DATA SUPPLIED:
= = =

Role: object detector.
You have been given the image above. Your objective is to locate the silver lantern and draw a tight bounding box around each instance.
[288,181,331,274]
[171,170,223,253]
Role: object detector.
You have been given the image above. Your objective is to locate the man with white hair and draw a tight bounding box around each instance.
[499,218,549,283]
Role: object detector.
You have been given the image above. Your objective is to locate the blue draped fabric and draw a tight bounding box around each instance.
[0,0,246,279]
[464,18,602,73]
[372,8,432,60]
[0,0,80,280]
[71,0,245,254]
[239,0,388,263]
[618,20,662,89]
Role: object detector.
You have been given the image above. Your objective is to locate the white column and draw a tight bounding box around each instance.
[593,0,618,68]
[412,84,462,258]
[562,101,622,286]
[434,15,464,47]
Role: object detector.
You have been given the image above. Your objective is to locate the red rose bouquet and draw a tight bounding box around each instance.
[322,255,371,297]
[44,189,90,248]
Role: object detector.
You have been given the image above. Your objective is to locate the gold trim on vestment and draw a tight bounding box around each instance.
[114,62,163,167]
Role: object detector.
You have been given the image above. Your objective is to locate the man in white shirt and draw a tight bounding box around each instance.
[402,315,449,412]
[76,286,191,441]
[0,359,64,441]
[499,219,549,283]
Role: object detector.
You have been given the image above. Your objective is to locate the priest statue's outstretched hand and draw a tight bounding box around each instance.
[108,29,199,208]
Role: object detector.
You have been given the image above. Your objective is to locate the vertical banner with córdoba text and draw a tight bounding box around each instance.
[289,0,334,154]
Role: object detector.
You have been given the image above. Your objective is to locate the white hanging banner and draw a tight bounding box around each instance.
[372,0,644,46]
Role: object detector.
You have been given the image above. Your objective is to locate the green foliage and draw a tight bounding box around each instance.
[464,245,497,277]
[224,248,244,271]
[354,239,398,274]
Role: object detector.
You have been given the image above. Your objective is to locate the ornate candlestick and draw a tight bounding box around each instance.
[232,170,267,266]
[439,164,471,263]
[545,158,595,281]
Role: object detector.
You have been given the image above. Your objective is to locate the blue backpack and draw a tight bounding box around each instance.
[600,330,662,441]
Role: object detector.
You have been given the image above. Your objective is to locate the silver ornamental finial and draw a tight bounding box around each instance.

= = =

WHAT YOU WILL DO:
Arrange every line of the listing above as a numbered list, leaving out any blank lines.

OUTPUT OF THE TASK:
1. Role: object detector.
2. You have been given the image above. Your objective is to locate the silver lantern and draw a tight bounding box around each instance.
3. [288,181,331,274]
4. [171,170,223,253]
5. Role: object detector.
6. You have been given the image above. Your objective is to locate the man with white hair and draw a tight bounding box around each instance.
7. [499,218,549,283]
8. Role: object detector.
9. You have been given the image above. Your objective is to locate the blue draped fabric and draw a tight bounding box around each instance.
10. [0,0,246,279]
11. [464,18,602,73]
12. [372,8,432,60]
13. [0,0,80,280]
14. [71,0,245,254]
15. [239,0,388,263]
16. [618,20,662,89]
17. Role: object detector.
18. You have been given the image above. Your objective is to locate the white column and draw a tight bounding box around each instance.
19. [593,0,618,68]
20. [412,84,462,258]
21. [562,101,622,286]
22. [434,15,464,47]
23. Role: object detector.
24. You have been given the image above. Your objective is to locate the red rose bouquet and draw a tight bounding box around each instance.
25. [322,255,371,297]
26. [44,189,90,248]
27. Role: object detector.
28. You have been given the image above. Your objective is to locate the gold trim on vestment and draw a tight bounding box around each instance.
29. [114,62,163,167]
30. Role: object detector.
31. You have been given the image above. Your objective is to locate the man in white shirt and draw a tight bounding box around each instance.
32. [402,315,449,412]
33. [76,286,191,441]
34. [0,359,64,441]
35. [499,219,549,283]
36. Role: object detector.
37. You have been given the image above. Your objective is to locate the priest statue's outstretched hand and draw a tight bounding box around each instance.
38. [108,29,199,208]
39. Role: object detector.
40. You have been given the image above. Your objective is to locate the vertical banner with córdoba text and draw a tight bounding box around each instance.
41. [289,0,334,154]
42. Role: object detector.
43. You have been given the image above. Your objective is to locate the white hanging banner and draw a tight bounding box around each instance.
44. [372,0,644,46]
45. Role: object detector.
46. You have been given the image above. Your objective is to locate the green foliage and draw a tight bounding box around each instance.
47. [464,245,497,277]
48. [224,248,244,271]
49. [354,239,398,274]
50. Role: object detector.
51. You have been given the image above. Your objective is to locate the ornate candlestick and draw a tight bounding box around each instance.
52. [232,170,267,266]
53. [439,164,471,263]
54. [545,158,595,281]
55. Role: object detector.
56. You have been given the image above. Your objective is to locate the blue backpack and draw a tight bounding box around each instance.
57. [600,330,662,441]
58. Role: object detector.
59. You have been given the image above. Your objective is to locate the silver ornamental finial and draw a tight bounding box around each instance.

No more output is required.